◆ TEXTE À ÉTUDIER:
La dernière étape de la récente hausse de l’or reflète plus que de la crise du coronavirus. L’accent est mis aujourd’hui sur une crise monétaire potentielle. Nous avons du mal à partager cette vision des choses et restons réticents à prendre le train en marche. Aux niveaux actuels, tant l’or que l’argent conviennent aux spéculateurs davantage qu’aux investisseurs en quête d’un refuge. 

Après avoir atteint son vieux record historique il a quelques semaines, le métal jaune n’a pas tardé à franchir un nouveau cap. Les cours ont continué à grimper sur un marché de plus en plus haussier, passant même la barre des 2’000 dollars l’once pour la première fois dans l’histoire boursière. Alors que la pandémie du COVID-19 fait encore rage dans de nombreux endroits du monde, nous avons la nette impression que la dernière étape dans la récente hausse est plus que le «simple» reflet de la récession produite par les réactions à la pandémie. Nous restons convaincus que les cours intégraient une brève et intense récession et que les niveaux actuels ne sont plus en rapport avec la réalité économique. Dans l’intervalle, l’argent a commencé à surperformer l’or.

◆ TRAVAIL DEMANDÉ: D’après le texte sur l’or, quelle barre le cours du métal jaune a-t-il franchie pour la première fois dans l’histoire boursière ? Répondez en une phrase, s’il vous plaît.

Données de pointage d’expressions référentielles:
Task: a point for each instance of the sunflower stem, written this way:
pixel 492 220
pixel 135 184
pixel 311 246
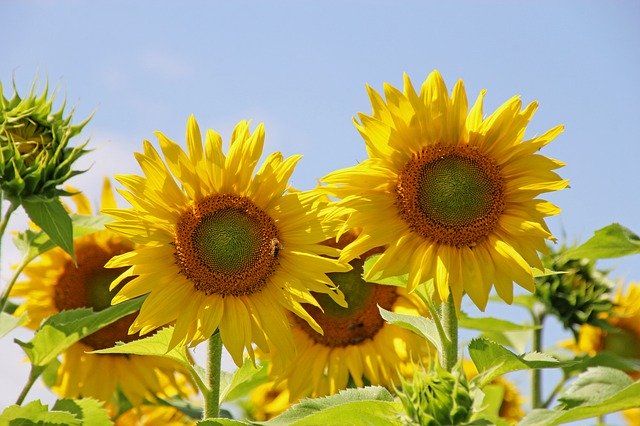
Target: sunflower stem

◆ RÉPONSE PROPOSÉE: Le cours de l’or a franchi la barre des 2’000 dollars l’once.